Excerpted text:

◆ ◆ ◆ ◆ ◆

Continuous Delivery. Practical guide for developers.
What is the most stressful part of writing and shipping software? Most of us would probably say: deployments. In the old days when agile was not yet a buzzword used more and more frequently in IT world, each deployment was preceded by weeks or even months of analyzing, development and tests. On the Deployment Day everything had to become finally clear: either it does work or it doesn’t. It was the day when it was revealed whether each team member did his job honestly or not, whether your project is a success or not. Sounds like a lot of things depending on just one day, doesn’t it?
What is meant by Continuous Delivery?
Continuous Delivery is all about making this process less stressful and more reliable. The principle is very simple: if it hurts – do it more often. This rule is the foundation of the way we think of Continuous Delivery. You should ship your project only through your pipeline. Change it whenever you’ll find a missing part. It would certainly help you keep the high quality of your product and prevent you from losing time on tracking bugs related to manual deployments.
I have to warn you, though: do not think of Continuous Delivery as a silver bullet for all software-related problems. For me, it’s more about choosing the proper toolset and structuring its usage. You’ll still need decent engineering to build your software, Continuous Delivery is just a way to help you with it.

◆ ◆ ◆ ◆ ◆

Dataset:
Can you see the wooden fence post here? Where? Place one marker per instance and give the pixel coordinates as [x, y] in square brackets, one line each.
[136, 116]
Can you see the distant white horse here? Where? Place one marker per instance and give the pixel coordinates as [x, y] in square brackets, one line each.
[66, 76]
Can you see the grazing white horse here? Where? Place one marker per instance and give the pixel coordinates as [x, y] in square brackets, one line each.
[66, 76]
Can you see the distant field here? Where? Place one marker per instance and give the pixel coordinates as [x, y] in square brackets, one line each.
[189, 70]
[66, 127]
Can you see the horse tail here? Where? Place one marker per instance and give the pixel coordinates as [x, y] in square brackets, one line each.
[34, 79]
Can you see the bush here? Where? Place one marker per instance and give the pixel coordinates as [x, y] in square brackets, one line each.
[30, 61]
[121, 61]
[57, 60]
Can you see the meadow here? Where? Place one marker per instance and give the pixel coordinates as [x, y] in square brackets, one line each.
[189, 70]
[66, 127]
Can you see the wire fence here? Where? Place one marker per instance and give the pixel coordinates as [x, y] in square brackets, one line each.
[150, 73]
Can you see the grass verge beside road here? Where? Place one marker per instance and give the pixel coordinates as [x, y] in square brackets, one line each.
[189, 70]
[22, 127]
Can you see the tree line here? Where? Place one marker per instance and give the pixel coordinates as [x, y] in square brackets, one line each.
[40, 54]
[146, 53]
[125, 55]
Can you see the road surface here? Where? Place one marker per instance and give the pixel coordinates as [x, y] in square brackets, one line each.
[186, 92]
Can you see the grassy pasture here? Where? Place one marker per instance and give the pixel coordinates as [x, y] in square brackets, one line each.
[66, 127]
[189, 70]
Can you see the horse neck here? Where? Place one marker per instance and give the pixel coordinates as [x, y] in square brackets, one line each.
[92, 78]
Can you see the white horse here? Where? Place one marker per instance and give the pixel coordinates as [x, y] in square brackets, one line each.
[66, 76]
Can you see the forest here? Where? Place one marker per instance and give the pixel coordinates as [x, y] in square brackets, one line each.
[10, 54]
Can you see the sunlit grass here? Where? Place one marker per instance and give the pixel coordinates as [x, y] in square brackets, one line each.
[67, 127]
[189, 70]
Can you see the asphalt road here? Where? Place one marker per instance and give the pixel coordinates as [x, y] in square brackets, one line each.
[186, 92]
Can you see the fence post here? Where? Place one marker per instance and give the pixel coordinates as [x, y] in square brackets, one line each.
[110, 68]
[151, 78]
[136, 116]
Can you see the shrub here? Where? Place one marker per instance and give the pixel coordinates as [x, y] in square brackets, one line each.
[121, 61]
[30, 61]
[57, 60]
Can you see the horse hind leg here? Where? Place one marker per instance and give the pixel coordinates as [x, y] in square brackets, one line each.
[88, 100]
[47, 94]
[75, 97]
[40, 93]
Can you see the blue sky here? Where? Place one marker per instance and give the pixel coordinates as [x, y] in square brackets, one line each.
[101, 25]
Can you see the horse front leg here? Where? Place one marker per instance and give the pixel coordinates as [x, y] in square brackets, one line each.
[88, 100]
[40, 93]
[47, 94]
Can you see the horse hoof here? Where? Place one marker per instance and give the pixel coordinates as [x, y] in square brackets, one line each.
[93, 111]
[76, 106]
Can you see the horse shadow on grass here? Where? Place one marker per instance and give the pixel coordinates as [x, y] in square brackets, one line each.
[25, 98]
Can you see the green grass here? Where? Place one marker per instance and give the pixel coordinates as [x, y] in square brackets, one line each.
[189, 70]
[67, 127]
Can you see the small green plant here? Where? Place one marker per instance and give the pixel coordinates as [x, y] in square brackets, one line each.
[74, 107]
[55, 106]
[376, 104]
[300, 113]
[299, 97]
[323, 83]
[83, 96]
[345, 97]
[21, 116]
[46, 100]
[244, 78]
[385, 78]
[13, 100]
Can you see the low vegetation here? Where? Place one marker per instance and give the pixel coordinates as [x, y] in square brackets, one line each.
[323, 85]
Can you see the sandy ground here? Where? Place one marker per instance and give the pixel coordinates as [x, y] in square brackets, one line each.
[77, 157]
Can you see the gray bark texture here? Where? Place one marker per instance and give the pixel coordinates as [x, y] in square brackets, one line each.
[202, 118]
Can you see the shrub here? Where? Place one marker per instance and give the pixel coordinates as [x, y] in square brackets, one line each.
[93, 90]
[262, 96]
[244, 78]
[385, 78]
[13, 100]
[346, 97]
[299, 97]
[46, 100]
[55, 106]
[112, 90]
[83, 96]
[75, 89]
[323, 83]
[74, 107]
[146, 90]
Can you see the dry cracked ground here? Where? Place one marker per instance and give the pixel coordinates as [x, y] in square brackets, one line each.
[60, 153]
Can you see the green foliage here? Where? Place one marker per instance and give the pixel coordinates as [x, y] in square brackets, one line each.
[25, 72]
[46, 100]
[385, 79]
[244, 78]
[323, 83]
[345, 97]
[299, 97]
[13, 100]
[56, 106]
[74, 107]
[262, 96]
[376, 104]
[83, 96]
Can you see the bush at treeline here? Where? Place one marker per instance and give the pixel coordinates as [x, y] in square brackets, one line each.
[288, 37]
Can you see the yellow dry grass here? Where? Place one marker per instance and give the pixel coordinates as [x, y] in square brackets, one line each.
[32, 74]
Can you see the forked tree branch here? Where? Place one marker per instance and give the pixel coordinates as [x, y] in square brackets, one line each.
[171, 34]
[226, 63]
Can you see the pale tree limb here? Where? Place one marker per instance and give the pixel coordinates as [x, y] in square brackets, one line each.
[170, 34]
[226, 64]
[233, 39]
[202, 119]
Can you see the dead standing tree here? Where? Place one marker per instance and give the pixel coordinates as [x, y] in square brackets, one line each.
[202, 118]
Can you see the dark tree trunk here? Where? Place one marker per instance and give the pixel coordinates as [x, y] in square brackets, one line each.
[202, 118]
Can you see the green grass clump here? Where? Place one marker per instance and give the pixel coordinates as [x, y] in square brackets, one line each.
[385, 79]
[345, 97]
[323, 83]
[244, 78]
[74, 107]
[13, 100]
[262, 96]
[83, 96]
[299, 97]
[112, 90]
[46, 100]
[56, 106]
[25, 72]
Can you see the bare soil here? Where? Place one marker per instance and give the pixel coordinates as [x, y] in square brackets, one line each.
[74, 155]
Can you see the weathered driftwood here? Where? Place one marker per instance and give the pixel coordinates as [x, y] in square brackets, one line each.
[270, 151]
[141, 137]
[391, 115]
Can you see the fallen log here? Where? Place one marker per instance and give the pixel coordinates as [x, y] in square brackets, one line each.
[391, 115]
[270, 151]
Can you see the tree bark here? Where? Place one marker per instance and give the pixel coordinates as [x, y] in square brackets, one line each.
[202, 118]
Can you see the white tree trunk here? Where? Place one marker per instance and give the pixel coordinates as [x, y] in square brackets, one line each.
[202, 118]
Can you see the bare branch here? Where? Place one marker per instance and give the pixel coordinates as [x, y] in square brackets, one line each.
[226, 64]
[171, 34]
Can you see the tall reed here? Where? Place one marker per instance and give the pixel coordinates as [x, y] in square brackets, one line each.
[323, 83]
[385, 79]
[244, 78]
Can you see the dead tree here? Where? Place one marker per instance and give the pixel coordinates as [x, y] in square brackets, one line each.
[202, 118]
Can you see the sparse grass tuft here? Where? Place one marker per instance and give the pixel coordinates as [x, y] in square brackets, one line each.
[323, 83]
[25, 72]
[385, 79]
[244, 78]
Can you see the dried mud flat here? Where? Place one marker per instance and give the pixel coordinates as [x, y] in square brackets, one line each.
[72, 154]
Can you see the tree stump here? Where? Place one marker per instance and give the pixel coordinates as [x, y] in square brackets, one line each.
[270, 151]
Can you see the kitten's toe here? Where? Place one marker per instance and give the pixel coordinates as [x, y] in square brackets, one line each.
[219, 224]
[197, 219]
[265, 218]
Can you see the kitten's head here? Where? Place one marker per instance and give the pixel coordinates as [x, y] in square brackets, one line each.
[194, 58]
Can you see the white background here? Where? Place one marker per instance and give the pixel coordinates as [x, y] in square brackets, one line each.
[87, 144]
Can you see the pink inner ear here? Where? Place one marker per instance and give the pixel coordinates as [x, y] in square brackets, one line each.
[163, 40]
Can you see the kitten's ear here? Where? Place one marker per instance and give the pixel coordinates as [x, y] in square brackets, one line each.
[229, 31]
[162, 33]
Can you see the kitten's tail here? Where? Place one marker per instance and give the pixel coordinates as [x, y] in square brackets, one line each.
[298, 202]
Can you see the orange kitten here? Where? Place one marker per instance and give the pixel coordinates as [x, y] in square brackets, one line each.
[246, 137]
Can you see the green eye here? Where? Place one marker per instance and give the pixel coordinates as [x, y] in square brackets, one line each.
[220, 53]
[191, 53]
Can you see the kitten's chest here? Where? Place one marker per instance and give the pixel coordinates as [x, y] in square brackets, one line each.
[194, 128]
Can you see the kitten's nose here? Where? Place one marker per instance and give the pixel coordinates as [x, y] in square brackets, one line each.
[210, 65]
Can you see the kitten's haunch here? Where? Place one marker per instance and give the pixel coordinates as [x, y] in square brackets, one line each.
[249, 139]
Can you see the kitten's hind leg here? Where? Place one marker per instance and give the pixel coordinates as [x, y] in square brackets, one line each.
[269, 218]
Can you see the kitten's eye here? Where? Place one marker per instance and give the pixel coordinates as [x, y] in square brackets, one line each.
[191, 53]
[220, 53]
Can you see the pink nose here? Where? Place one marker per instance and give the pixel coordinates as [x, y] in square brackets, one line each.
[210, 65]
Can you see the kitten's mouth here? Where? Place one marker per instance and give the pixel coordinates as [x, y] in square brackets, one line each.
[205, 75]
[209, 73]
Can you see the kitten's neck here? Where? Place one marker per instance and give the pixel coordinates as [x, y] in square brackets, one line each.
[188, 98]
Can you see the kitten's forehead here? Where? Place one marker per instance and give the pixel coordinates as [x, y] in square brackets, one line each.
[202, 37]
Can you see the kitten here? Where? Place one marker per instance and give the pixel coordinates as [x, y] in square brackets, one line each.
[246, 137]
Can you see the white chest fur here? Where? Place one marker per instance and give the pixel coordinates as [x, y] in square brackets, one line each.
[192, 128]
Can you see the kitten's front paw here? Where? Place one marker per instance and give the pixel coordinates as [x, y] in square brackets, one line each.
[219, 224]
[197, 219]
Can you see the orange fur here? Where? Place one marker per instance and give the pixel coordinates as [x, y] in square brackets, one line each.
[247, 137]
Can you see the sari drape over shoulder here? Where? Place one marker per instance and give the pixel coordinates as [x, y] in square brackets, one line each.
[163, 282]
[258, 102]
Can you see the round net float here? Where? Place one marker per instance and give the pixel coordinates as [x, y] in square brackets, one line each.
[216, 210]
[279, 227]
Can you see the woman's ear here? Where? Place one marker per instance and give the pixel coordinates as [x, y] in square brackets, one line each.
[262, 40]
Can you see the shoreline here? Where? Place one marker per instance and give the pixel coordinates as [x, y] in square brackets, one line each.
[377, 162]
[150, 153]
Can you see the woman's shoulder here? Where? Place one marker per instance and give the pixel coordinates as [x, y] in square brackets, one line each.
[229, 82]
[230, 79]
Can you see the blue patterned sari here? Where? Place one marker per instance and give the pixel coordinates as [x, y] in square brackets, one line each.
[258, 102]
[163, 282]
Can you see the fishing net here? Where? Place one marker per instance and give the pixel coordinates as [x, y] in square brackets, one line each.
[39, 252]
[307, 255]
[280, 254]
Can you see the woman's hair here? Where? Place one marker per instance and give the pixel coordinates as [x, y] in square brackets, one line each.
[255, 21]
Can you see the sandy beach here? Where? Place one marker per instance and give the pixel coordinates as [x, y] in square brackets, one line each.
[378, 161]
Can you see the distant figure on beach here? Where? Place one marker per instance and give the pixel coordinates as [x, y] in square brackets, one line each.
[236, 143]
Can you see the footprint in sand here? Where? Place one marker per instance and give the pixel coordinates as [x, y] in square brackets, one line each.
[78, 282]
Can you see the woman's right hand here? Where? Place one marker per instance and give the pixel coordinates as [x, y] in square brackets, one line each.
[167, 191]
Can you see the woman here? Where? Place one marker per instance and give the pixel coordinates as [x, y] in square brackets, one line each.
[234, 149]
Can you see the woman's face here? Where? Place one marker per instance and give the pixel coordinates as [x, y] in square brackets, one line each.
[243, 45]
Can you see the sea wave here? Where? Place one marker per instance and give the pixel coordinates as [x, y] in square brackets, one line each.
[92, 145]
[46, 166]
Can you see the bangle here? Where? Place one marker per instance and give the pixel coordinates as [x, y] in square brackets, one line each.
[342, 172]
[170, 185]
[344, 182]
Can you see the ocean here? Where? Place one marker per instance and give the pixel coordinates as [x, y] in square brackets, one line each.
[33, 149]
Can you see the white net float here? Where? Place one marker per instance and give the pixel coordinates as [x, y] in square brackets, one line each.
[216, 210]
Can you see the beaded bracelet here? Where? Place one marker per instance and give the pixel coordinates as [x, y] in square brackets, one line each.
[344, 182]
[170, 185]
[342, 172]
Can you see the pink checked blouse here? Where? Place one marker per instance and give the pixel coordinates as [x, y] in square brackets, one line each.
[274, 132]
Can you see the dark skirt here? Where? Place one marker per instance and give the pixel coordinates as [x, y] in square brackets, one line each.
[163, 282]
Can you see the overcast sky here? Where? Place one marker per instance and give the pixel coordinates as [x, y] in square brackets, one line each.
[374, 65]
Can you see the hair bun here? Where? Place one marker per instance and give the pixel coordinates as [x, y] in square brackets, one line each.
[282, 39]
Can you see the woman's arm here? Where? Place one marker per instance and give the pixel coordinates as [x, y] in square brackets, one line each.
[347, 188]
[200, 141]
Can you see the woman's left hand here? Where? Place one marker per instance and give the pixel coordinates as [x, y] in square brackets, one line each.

◆ ◆ ◆ ◆ ◆

Short problem 1: What simple principle does the Continuous Delivery guide give as the foundation of Continuous Delivery?
Short problem 2: Collect every line of the rows that contains the word "front".
The Continuous Delivery guide and the rows come from unrelated sources.

Task result 1: If it hurts, do it more often.

Task result 2:
Can you see the horse front leg here? Where? Place one marker per instance and give the pixel coordinates as [x, y] in square brackets, one line each.
Can you see the kitten's front paw here? Where? Place one marker per instance and give the pixel coordinates as [x, y] in square brackets, one line each.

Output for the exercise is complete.